### Source text
>> begin

Unfortunately, when it came to serious joe, he wouldn’t just lose things that took time to find. He would also forget things – like the fact that he had an essay due the very next day and the book he needed was only available on short loan and therefore needed to be photocopied – all 100 pages! Or he’d forget which day it was, agree to leave with us at 3pm and then realise that he actually needed to stay til 5pm.

It just felt like we were always waiting for serious joe – me, the Russian and the drama queen – waiting together, all feeling miserable that we couldn’t just leave. The traffic was crazy in the evenings, so the longer we waited, the longer the car drive home would be. It was a serious waiting game, and with the unlikeliest combination of people!

Reason 2: Unreliable Cars

Between the Russian, the drama queen, serious joe and myself, we had 2 and a half cars in our lift club. My car and the drama queen’s car were in good nick. On the other hand, serious joe’s car was falling to pieces (hence the half) and Russian didn’t own a car (apparently he had written it off in an accident). Russian agreed to pay for his lifts instead of driving.

>> end

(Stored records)
>> begin

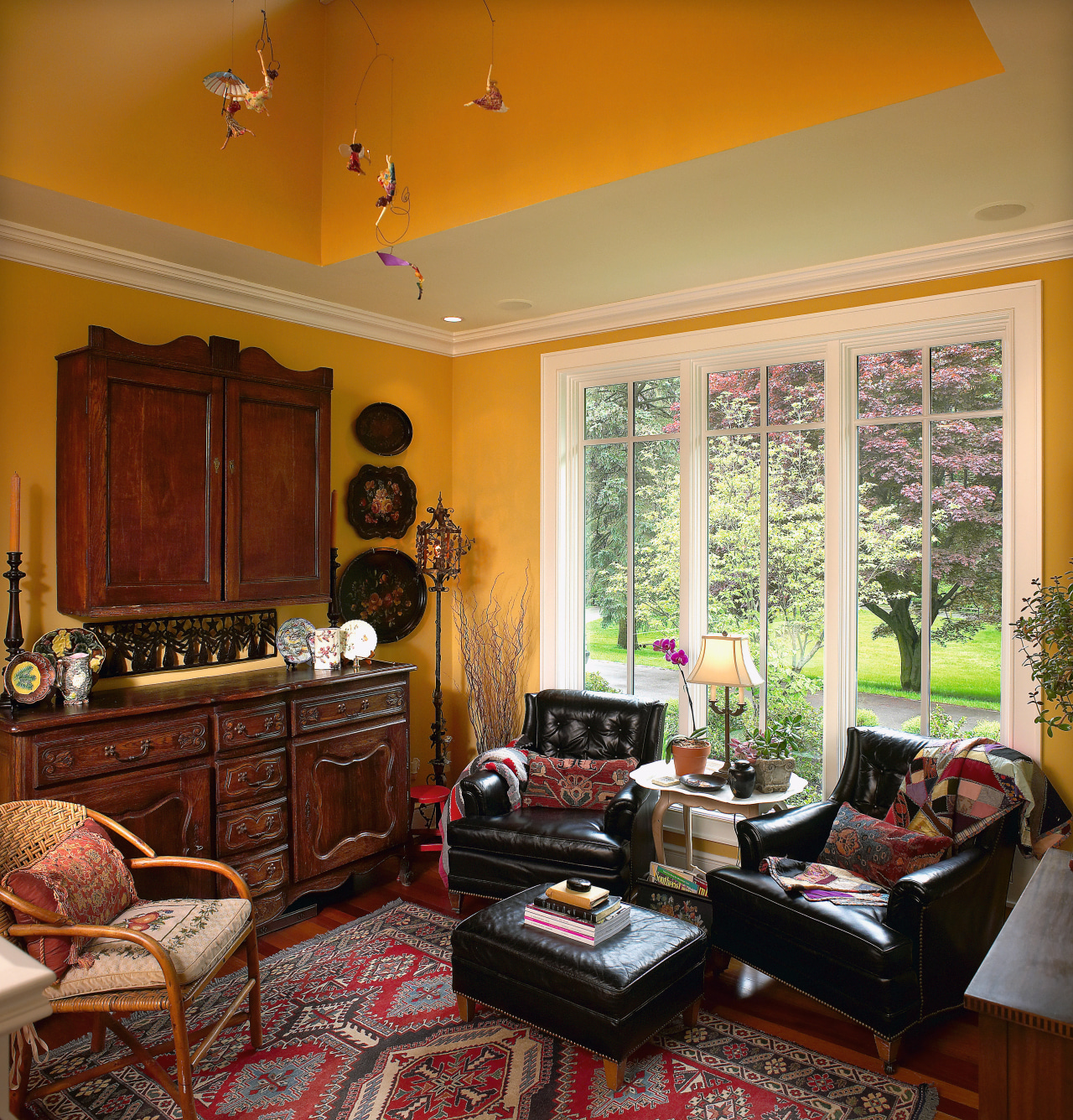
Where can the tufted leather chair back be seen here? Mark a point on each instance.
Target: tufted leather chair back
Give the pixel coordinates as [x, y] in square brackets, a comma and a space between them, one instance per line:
[568, 723]
[876, 760]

>> end

### Aim of the exercise
Print everything in the lift club passage from "Unfortunately, when it" down to "combination of people!", word for word. The records aren't needed for this.

### Result
Unfortunately, when it came to serious joe, he wouldn’t just lose things that took time to find. He would also forget things – like the fact that he had an essay due the very next day and the book he needed was only available on short loan and therefore needed to be photocopied – all 100 pages! Or he’d forget which day it was, agree to leave with us at 3pm and then realise that he actually needed to stay til 5pm.

It just felt like we were always waiting for serious joe – me, the Russian and the drama queen – waiting together, all feeling miserable that we couldn’t just leave. The traffic was crazy in the evenings, so the longer we waited, the longer the car drive home would be. It was a serious waiting game, and with the unlikeliest combination of people!